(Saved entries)

───

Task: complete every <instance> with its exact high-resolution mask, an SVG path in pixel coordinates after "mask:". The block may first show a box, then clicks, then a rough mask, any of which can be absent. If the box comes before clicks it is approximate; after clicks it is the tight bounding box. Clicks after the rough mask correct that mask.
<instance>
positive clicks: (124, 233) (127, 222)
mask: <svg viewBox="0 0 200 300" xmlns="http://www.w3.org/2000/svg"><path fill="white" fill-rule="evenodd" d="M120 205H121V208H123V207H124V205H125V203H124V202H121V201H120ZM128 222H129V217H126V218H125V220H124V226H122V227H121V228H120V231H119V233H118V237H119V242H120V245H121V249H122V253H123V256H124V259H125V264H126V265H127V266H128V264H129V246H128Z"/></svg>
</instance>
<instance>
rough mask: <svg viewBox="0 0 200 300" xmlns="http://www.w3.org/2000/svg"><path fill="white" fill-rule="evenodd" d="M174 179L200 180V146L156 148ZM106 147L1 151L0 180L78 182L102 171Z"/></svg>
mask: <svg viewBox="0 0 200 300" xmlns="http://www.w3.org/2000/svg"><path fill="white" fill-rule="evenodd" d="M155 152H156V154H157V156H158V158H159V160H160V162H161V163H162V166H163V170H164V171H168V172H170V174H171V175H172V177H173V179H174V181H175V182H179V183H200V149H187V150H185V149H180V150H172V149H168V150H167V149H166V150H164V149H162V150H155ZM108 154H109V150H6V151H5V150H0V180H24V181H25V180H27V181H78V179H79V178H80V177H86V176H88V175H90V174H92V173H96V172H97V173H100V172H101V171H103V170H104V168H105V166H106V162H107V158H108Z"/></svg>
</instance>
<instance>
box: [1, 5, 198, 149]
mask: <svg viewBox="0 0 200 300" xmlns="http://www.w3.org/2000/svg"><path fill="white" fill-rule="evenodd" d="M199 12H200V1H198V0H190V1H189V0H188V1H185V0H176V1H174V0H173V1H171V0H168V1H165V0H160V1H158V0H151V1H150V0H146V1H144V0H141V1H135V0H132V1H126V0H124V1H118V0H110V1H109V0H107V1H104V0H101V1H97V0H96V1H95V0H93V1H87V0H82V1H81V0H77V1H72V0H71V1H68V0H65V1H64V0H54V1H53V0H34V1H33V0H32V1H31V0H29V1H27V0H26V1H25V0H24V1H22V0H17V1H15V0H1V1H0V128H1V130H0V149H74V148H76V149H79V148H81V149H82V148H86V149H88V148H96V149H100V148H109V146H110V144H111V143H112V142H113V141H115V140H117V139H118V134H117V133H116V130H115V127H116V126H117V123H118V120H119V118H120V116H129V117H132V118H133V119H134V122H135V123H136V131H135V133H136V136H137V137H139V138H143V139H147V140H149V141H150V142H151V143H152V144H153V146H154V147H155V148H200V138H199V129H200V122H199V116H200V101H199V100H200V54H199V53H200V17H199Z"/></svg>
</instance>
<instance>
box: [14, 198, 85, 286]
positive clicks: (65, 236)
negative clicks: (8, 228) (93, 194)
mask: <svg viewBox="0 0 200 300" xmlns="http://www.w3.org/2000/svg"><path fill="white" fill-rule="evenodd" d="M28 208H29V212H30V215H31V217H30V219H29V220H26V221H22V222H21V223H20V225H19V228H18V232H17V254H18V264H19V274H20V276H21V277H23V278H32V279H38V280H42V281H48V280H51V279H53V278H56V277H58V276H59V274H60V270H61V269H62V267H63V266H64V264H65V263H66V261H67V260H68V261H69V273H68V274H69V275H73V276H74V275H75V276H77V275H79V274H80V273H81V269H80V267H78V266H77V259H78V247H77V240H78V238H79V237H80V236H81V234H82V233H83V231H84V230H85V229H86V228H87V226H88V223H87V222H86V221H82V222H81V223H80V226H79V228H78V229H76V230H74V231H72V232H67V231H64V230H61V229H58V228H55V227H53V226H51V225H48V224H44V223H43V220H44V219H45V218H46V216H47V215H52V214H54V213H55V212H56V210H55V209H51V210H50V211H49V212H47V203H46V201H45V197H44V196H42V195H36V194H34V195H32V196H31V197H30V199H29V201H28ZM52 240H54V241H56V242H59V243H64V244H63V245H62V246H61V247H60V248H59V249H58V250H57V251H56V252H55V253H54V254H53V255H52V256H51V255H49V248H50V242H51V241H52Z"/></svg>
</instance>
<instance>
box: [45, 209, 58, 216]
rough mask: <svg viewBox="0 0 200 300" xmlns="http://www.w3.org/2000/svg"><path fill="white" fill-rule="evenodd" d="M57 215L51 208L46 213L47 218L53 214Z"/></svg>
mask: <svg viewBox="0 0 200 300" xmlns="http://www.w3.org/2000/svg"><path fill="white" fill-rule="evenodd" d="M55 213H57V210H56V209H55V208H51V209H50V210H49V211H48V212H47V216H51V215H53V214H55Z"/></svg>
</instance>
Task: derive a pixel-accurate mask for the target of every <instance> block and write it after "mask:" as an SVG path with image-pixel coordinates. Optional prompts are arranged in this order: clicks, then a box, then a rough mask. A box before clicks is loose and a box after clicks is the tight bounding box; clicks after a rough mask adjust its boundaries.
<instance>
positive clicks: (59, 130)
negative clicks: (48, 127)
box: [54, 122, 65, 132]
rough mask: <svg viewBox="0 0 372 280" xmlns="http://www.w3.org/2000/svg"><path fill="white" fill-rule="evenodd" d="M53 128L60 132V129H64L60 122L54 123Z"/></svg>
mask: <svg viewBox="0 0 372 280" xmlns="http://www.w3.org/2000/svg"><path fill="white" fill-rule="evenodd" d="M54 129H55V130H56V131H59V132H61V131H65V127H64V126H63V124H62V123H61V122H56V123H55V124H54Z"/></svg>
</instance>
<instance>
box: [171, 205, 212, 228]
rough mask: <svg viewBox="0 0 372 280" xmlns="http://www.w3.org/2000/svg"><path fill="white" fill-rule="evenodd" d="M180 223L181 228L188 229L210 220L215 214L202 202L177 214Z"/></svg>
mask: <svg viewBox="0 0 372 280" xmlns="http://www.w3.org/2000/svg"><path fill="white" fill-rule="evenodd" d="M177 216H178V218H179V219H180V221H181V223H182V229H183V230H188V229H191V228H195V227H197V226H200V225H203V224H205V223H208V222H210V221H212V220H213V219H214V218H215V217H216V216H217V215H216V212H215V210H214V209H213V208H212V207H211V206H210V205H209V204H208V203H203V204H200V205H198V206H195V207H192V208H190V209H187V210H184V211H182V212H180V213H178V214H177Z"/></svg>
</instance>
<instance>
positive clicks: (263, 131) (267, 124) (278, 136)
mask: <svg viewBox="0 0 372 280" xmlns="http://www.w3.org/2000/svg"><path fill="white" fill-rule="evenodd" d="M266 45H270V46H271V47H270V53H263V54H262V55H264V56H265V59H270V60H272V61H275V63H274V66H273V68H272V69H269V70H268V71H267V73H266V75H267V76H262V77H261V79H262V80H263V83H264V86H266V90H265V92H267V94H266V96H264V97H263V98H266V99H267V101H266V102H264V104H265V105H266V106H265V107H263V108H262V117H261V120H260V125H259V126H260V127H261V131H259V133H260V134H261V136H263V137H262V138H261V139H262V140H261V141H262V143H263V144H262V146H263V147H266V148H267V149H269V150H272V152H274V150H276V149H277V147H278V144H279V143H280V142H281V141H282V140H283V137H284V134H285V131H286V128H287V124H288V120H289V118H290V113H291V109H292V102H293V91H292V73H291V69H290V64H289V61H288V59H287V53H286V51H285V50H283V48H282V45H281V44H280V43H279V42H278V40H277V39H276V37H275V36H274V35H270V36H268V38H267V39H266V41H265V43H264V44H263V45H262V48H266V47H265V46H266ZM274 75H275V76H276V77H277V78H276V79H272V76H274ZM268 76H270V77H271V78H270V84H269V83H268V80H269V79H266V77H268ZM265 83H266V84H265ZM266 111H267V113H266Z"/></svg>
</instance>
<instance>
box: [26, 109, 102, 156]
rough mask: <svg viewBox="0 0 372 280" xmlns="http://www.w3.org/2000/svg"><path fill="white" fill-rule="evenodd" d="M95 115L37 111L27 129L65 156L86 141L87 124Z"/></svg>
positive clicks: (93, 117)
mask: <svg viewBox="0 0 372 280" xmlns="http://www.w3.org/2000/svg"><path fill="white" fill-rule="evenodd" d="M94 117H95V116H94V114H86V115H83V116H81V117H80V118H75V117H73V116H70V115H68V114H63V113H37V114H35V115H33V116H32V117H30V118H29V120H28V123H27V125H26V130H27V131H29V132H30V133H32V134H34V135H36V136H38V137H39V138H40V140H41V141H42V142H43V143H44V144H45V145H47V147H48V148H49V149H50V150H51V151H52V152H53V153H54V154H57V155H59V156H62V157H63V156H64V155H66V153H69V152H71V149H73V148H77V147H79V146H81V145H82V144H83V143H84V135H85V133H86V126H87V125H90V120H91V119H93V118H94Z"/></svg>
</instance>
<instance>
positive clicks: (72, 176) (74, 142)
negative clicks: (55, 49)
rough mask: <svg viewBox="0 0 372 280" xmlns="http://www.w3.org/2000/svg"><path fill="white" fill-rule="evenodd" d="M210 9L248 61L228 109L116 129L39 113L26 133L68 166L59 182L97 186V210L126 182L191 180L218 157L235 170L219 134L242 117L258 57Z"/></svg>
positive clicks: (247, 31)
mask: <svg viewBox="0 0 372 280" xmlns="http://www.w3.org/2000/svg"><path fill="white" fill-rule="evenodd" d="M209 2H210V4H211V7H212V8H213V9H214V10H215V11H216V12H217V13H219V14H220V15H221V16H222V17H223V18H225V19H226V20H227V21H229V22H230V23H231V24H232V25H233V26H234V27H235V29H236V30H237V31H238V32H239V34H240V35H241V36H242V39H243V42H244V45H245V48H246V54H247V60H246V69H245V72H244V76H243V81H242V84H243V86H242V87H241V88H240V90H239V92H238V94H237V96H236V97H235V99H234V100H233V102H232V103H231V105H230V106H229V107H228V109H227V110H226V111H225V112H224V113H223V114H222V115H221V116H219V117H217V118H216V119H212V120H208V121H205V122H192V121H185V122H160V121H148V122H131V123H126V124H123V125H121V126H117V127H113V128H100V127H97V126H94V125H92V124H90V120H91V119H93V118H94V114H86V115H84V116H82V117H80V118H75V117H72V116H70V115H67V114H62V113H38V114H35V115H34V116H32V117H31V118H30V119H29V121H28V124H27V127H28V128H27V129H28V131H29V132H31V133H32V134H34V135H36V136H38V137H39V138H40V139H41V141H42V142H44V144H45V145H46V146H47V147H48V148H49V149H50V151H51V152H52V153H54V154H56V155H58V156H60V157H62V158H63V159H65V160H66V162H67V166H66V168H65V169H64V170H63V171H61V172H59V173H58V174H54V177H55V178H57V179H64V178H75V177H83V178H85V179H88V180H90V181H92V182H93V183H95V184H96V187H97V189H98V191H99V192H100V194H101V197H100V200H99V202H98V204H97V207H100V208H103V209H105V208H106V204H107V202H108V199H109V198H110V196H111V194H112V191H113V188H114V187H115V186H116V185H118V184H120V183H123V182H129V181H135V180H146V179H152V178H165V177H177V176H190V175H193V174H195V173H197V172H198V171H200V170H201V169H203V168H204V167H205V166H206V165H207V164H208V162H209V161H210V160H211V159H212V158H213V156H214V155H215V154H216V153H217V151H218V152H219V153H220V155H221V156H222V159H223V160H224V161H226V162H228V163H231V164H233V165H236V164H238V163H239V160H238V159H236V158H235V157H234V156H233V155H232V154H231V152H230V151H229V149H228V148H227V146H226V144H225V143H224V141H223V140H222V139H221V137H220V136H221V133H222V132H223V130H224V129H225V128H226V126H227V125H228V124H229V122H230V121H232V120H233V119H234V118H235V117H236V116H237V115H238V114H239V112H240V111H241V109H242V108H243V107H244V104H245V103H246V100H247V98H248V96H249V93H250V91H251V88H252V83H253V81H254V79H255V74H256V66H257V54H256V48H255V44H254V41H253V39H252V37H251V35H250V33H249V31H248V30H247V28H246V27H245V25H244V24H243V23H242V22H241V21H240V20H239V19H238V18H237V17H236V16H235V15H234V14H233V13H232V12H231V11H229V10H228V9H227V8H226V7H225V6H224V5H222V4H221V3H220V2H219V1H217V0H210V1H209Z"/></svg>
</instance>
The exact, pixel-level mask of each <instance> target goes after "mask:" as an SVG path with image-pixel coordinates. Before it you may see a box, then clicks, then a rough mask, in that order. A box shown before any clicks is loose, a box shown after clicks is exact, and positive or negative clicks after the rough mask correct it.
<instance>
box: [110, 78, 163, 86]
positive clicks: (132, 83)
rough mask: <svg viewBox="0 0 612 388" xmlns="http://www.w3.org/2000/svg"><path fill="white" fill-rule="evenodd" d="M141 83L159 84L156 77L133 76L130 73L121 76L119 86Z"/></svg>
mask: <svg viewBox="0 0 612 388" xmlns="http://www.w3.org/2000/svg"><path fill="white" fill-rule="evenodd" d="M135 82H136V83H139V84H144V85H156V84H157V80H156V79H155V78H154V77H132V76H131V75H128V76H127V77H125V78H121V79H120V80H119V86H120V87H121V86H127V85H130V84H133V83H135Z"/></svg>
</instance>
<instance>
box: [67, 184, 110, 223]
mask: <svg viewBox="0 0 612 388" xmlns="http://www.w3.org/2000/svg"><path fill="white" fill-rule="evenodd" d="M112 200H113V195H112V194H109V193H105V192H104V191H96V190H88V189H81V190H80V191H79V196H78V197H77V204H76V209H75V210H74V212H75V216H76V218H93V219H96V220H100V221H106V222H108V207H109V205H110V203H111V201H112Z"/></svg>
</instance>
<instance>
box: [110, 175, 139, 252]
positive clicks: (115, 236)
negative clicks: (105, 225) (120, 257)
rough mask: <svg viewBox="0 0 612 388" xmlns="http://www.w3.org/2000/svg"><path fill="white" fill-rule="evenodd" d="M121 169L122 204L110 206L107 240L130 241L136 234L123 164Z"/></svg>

───

▸ Exercise brief:
List every line of the data above that contains the word "block", treating uppercase and lowercase as different.

▸ Response to this exercise:
Task: complete every <instance> with its exact high-resolution mask, an SVG path in pixel coordinates after "mask:". The block may first show a box, then clicks, then a rough mask, any of which can be absent. If the box comes before clicks it is approximate; after clicks it is the tight bounding box. Clicks after the rough mask correct that mask.
Task: derive a pixel-accurate mask for the target of every <instance> block and write it after "mask:" as an SVG path with image-pixel coordinates. Optional prompts are arranged in this order: clicks, then a box, then a rough mask. A box before clicks is loose and a box after clicks is the tight bounding box; clicks after a rough mask adjust its boundaries.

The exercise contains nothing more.